_TEXT_:
Repository: https://github.com/greyhaven-ai/autocontext
Core Ideas
Multi-role orchestration with dependency-aware execution. Each generation orchestrates four agent roles: a competitor produces a strategy (JSON or code), an analyst examines failures and produces findings, a coach updates the accumulated playbook with lessons and hints, and an architect (on a cadence) proposes and generates tooling improvements. Analyst and coach run in parallel after the competitor; the architect runs every N generations. The orchestration is a fixed DAG, not a dynamic workflow — roles are hardcoded, dependencies are static, and the execution order never varies. This is a genuine design choice: predictability over flexibility.
Accumulated playbook as persistent context. The playbook (knowledge/<scenario>/playbook.md) is the central knowledge artifact. The coach reads tournament results, analyst findings, and the current playbook, then produces an updated version. Playbooks are versioned (up to 5 archived versions) with rollback support. Alongside the playbook, the system accumulates operational lessons (structured prescriptive rules), coach hints (specific parameter suggestions), dead ends (known failed approaches), and generated tools (Python functions). This accumulated context is injected into every subsequent generation's prompts.
Tournament and judge evaluation. Two evaluation paths. Game scenarios use tournament matches with Elo ranking — the competitor's strategy is executed N times against opponents, producing scores that feed the backpressure gate. Agent task scenarios use an LLM judge with a rubric, supporting multi-round improvement loops (evaluate, revise, re-evaluate until threshold or max rounds). The evaluation mode is determined by scenario family, not configured per-run. The system also supports simulation traces, artifact validation, and several other evaluation modes through a scenario family registry.

_THE DATA_:
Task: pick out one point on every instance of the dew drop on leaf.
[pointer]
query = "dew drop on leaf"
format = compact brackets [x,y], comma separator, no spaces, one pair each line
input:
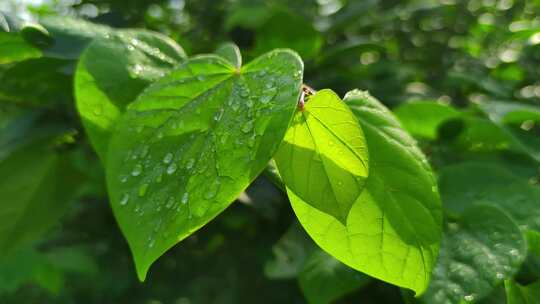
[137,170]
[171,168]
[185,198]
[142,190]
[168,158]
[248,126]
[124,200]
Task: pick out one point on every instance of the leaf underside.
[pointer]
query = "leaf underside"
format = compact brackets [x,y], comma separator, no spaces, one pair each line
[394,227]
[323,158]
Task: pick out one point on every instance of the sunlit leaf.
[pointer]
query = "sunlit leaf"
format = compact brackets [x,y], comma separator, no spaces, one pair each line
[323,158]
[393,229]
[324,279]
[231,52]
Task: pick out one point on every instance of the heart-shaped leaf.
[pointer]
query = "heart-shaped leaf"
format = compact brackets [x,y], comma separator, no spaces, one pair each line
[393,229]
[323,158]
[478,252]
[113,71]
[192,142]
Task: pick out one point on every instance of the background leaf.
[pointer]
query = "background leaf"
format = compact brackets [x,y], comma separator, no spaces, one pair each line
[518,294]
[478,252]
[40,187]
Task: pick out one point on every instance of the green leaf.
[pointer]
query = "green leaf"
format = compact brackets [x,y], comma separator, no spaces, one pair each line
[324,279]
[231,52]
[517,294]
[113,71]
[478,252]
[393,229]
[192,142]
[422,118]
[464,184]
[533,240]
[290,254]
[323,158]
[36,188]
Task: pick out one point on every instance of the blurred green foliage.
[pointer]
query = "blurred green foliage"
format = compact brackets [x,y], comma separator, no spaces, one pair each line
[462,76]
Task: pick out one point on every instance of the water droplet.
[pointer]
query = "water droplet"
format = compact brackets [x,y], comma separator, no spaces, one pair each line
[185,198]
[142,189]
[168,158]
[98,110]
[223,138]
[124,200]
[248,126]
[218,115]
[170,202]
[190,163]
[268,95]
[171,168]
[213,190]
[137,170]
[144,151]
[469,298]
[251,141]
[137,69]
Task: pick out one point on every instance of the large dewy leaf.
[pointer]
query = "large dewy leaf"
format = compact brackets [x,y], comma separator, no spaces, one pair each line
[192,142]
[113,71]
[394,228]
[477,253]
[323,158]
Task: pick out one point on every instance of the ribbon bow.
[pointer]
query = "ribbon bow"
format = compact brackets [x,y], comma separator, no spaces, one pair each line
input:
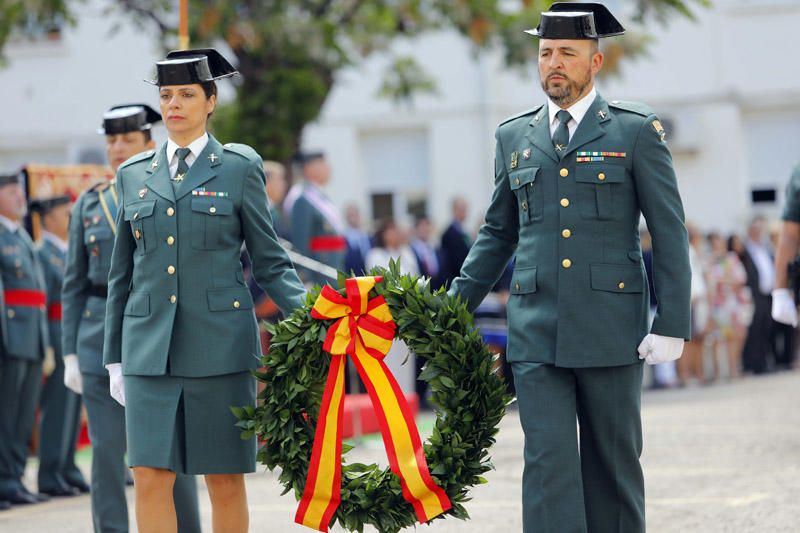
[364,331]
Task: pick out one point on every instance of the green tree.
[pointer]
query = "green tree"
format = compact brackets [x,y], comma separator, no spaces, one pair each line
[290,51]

_REQUIRED ACTION 1_: According to the autocontext text above, how many archived playbook versions are kept?
_REQUIRED ACTION 2_: Reproduce a passage of the autocontext text word for word, beginning at the words "Tournament and judge" and stopping after "scenario family registry.".
_REQUIRED ACTION 3_: Resume the text on autocontext's core ideas, picking up after its final sentence.

_RESPONSE 1_: Up to 5 archived versions.

_RESPONSE 2_:
Tournament and judge evaluation. Two evaluation paths. Game scenarios use tournament matches with Elo ranking — the competitor's strategy is executed N times against opponents, producing scores that feed the backpressure gate. Agent task scenarios use an LLM judge with a rubric, supporting multi-round improvement loops (evaluate, revise, re-evaluate until threshold or max rounds). The evaluation mode is determined by scenario family, not configured per-run. The system also supports simulation traces, artifact validation, and several other evaluation modes through a scenario family registry.

_RESPONSE 3_:
Backpressure gate controls loop progression. After each generation, a gate decides advance (move to next generation), retry (repeat with same context), or rollback (revert to previous playbook version). The decision is based on score delta (improvement over previous generation) and retry count. This is a genuine control mechanism — it prevents the loop from progressing when performance degrades, and the rollback mechanism restores known-good playbook state.
Context budgeting with progressive trimming. The prompt assembly (build_prompt_bundle()) gathers 20+ context components and estimates token count using a char/4 heuristic (~25K token budget). When the budget is exceeded, a trimming cascade removes components in priority order: session reports first, then notebooks, experiment log, trajectory, analysis, tools, lessons, playbook. Hints and dead ends are never trimmed — they're considered the most actionable context. The cascade is hardcoded, not configurable.
Scenario families as type-driven routing. Scenarios are classified into families (game, agent task, simulation, artifact editing, coordination, negotiation, investigation, etc.), each with an explicit interface class (ABC defining execute_match, get_observation, validate_actions), evaluation mode, and output format. This is genuine type routing — the scenario family determines which evaluation path runs, what output format the competitor produces, and which orchestration variant applies.
Local model distillation via MLX. The system can export training data from successful runs (strategies, scores, context) as JSONL and fine-tune local models using MLX on Apple Silicon. The goal is to capture successful strategies in a cheaper model that can replace frontier-model competitors for known scenario types. A model registry tracks trained models with scenario associations.
Dual-language implementation sharing a schema. The Python package is the full control plane; the TypeScript package is a lighter toolkit sharing the same SQLite schema and migrations. Both can read/write the same database, enabling cross-language workflows (e.g., Python for training, TypeScript for MCP-served evaluation in Node.js environments).
Comparison with Our System
Autocontext and commonplace address different phases of the knowledge lifecycle. Autocontext automates the generation and evaluation of behavioral knowledge (strategies, playbooks) through iterative loops. Commonplace structures the accumulation and maturation of design knowledge through human+agent curation. The overlap is in how both systems engineer context for agents operating under bounded windows.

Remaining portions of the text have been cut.